REQUIRED TASK: Give every line in the data below that contains the word "hand", copying each such line in full. Case counts.

Data items:

· · · ·

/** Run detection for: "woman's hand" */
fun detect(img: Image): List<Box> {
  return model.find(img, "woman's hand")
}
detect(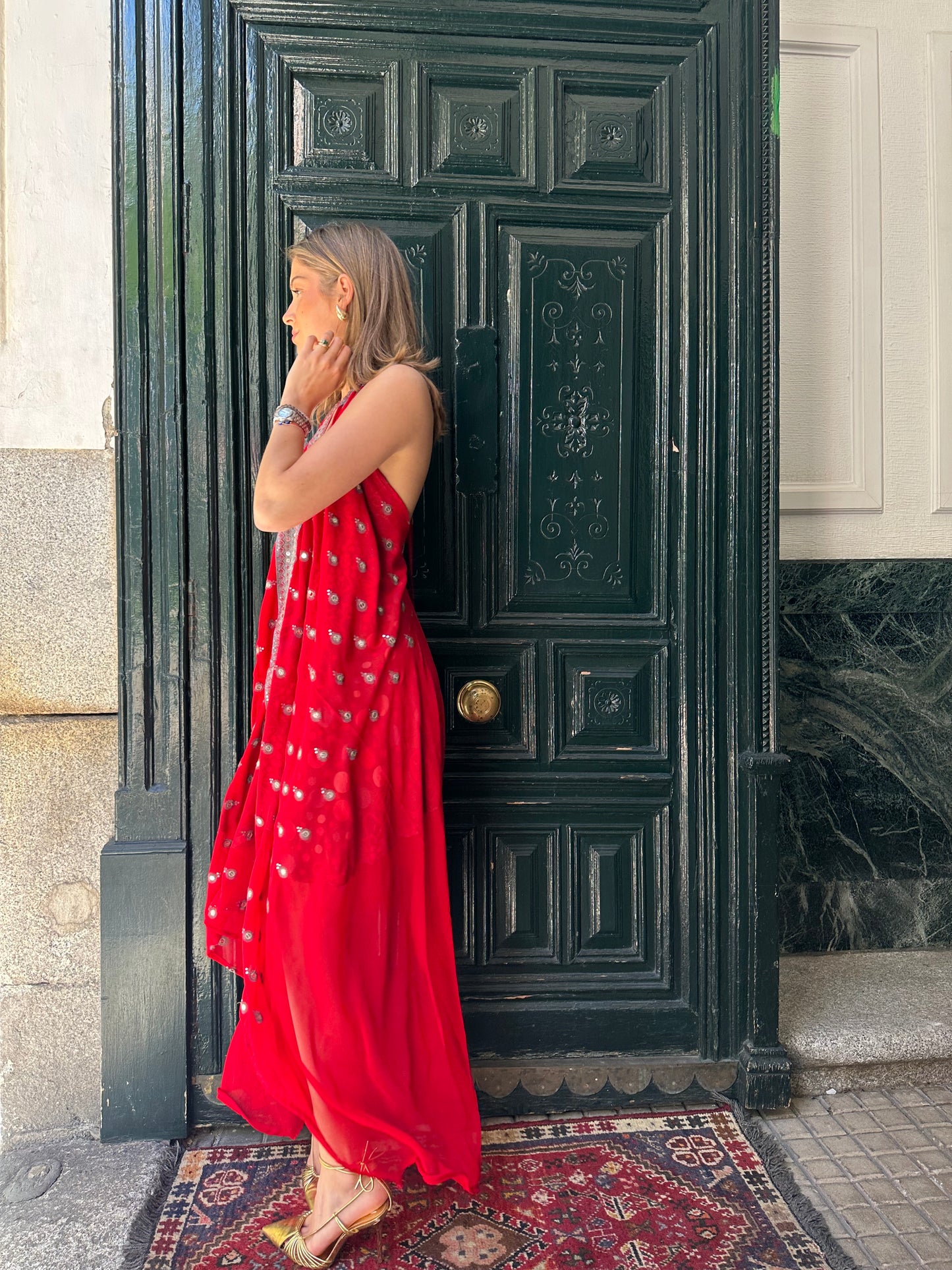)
[281,330,350,417]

· · · ·

RESULT BELOW:
/** Run detection for: "woman's hand" */
  return model.find(img, "woman's hand")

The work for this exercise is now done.